◆ **SET PROBLEM**
Extract each line of the records below that contains the string "lamp", and list those lines in their original order.

◆ **GIVEN DATA**
******************************

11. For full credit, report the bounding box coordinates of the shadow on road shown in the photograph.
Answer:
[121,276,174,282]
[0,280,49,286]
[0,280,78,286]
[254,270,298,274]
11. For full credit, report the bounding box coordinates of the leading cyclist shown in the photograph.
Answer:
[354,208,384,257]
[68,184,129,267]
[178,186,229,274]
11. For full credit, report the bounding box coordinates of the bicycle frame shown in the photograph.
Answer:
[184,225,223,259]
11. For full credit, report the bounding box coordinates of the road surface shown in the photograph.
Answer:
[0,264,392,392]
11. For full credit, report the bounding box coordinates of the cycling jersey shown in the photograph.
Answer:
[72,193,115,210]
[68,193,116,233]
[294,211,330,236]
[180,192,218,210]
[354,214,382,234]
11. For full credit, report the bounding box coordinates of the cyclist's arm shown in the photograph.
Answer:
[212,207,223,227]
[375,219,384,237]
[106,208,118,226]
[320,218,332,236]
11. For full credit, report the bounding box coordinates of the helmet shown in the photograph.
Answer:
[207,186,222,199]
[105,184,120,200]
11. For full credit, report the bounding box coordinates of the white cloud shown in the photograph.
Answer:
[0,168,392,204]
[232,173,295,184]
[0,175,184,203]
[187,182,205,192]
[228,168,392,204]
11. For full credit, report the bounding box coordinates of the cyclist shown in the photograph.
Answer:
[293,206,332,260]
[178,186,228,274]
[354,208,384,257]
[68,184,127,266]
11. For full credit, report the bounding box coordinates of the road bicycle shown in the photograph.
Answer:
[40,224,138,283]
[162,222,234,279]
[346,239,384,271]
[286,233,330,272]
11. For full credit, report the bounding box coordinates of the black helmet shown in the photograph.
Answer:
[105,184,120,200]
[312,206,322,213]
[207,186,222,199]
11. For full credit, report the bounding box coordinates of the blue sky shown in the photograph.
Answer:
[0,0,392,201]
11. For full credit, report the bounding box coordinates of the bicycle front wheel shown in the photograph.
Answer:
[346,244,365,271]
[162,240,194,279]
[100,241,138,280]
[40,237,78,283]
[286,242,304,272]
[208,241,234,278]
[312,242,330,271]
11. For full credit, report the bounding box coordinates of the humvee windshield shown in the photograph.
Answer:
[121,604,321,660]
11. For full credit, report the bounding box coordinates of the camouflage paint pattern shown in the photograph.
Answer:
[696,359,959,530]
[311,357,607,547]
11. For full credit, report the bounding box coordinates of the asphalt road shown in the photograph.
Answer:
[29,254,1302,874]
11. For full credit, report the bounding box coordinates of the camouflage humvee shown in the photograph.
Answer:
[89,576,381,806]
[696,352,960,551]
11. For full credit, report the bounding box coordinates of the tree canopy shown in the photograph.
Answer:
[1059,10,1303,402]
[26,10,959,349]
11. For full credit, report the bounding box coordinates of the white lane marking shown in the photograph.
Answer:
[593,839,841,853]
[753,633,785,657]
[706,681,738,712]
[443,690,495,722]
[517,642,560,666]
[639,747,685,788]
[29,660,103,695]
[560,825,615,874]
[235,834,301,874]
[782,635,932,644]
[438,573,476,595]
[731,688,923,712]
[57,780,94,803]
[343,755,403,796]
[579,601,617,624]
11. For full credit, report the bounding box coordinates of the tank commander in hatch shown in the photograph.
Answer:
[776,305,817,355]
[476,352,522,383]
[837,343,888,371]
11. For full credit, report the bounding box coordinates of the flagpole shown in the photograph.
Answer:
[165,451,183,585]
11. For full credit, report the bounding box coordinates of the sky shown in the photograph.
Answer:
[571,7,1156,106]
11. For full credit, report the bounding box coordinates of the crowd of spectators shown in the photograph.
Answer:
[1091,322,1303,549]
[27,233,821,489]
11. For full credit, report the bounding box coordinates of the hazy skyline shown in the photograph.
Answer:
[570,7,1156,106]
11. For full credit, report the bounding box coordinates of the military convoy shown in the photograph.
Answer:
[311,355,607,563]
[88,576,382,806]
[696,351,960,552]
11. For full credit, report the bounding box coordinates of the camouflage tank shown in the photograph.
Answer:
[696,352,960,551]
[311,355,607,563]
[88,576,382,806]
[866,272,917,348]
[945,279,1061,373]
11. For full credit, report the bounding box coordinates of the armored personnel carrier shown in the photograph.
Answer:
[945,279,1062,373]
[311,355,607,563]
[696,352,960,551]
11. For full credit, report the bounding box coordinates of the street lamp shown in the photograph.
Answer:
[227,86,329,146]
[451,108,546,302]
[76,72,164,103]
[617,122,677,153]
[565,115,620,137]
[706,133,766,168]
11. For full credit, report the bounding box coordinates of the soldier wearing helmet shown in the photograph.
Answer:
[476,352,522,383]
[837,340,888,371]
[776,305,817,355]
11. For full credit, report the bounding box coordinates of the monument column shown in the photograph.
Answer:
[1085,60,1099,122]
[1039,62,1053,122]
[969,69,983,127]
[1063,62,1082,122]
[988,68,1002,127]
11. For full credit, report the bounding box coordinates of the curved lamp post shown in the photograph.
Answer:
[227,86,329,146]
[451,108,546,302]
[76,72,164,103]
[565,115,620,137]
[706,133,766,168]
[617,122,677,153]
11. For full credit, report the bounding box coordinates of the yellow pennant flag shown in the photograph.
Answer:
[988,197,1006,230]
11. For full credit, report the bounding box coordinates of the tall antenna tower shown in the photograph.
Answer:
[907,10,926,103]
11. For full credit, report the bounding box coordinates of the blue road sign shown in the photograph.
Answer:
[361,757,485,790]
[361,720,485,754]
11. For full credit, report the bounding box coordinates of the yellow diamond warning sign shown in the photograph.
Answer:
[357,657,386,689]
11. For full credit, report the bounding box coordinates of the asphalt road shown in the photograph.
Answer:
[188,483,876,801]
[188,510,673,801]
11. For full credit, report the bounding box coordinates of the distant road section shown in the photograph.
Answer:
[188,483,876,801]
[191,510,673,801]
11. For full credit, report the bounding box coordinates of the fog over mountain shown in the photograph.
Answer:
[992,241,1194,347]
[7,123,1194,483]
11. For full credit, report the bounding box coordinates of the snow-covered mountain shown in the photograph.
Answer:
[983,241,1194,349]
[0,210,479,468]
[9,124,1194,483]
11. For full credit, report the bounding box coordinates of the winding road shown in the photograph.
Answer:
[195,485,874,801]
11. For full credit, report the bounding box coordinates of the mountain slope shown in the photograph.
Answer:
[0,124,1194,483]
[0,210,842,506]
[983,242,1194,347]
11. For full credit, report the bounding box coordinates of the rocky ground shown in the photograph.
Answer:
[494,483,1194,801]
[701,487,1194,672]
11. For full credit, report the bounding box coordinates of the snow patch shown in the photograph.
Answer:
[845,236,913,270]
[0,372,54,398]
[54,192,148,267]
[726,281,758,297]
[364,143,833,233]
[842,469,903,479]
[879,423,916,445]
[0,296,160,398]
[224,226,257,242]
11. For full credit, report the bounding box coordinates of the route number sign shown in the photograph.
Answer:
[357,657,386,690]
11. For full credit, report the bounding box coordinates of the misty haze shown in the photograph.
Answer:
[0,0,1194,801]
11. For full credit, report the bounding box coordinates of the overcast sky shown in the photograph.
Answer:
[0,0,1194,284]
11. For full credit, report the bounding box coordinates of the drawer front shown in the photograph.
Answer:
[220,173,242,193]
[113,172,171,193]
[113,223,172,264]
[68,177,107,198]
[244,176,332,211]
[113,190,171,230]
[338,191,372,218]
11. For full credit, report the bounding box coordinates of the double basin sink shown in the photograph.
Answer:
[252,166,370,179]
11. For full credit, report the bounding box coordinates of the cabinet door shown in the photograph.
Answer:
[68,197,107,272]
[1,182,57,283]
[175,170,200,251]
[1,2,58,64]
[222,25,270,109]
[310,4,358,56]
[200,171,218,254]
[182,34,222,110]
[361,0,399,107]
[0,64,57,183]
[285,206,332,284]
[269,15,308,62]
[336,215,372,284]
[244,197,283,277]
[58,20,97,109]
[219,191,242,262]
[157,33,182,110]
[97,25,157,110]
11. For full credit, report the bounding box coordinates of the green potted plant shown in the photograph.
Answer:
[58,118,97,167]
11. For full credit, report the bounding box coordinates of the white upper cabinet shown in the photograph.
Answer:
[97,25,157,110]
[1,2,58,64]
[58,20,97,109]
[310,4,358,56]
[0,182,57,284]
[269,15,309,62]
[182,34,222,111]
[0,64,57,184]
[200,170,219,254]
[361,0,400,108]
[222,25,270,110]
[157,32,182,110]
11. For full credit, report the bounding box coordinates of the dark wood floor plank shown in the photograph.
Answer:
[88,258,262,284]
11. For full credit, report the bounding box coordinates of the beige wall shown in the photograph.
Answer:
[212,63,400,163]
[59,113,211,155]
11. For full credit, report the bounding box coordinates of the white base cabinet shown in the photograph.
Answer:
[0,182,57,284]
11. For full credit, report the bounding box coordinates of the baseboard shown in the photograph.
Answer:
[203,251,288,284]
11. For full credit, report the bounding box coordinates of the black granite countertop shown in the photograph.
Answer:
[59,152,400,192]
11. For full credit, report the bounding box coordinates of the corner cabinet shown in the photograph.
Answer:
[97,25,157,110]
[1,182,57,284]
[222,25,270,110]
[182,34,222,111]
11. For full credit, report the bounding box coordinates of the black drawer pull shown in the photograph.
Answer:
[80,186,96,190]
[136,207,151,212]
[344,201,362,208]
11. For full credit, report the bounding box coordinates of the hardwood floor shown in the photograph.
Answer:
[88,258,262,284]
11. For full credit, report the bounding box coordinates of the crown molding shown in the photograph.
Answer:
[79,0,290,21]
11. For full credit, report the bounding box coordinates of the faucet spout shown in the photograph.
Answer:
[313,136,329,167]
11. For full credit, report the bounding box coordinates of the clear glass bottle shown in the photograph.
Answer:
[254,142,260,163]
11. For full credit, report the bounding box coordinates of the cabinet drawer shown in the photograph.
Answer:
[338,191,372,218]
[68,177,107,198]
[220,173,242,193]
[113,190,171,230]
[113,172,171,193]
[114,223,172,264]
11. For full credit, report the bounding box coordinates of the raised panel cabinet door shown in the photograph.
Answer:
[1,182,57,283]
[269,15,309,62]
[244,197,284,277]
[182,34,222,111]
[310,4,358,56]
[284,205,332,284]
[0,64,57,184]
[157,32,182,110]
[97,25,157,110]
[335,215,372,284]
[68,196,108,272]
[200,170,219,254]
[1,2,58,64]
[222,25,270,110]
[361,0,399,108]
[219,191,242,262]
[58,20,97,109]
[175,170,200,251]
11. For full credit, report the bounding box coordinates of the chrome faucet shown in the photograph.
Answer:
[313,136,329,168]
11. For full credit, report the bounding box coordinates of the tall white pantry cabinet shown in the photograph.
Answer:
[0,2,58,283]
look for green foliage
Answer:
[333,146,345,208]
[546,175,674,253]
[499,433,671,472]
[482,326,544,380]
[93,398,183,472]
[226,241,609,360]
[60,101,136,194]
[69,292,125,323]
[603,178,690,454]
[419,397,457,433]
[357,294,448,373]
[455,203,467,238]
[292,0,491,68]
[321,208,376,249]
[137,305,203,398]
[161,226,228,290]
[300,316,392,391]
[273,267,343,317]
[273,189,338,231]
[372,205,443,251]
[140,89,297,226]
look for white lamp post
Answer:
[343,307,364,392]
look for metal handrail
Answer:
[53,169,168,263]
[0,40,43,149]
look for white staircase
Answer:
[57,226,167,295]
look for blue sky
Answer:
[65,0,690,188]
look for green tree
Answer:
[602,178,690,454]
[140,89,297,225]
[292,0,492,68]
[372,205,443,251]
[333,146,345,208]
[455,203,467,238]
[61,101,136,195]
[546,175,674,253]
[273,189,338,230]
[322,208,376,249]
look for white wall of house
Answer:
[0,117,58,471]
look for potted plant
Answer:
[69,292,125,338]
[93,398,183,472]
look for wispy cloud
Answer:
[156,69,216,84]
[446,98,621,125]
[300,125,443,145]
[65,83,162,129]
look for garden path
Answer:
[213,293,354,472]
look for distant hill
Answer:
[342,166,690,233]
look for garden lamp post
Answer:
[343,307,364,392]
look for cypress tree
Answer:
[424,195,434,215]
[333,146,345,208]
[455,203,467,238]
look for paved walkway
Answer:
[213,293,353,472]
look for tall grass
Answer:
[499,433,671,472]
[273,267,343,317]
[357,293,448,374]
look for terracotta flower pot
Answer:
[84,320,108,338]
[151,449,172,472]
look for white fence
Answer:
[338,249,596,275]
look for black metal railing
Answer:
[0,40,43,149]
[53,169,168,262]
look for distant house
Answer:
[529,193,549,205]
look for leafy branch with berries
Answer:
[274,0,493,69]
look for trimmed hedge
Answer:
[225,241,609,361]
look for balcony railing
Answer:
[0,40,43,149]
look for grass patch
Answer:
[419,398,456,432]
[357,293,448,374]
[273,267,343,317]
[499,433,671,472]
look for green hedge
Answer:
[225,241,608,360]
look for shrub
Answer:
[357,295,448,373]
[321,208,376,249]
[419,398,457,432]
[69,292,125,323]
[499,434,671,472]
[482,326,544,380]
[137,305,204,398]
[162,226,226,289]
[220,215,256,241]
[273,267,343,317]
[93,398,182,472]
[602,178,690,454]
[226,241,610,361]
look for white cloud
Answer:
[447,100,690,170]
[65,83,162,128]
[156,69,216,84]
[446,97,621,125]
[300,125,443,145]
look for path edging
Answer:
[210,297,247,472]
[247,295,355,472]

******************************

◆ **SOLVED EXERCISE**
11. For full credit, report the bounding box coordinates of the street lamp shown in the photograph.
11. For full credit, report the bounding box coordinates of the curved lamp post shown in the photograph.
look for white lamp post
look for garden lamp post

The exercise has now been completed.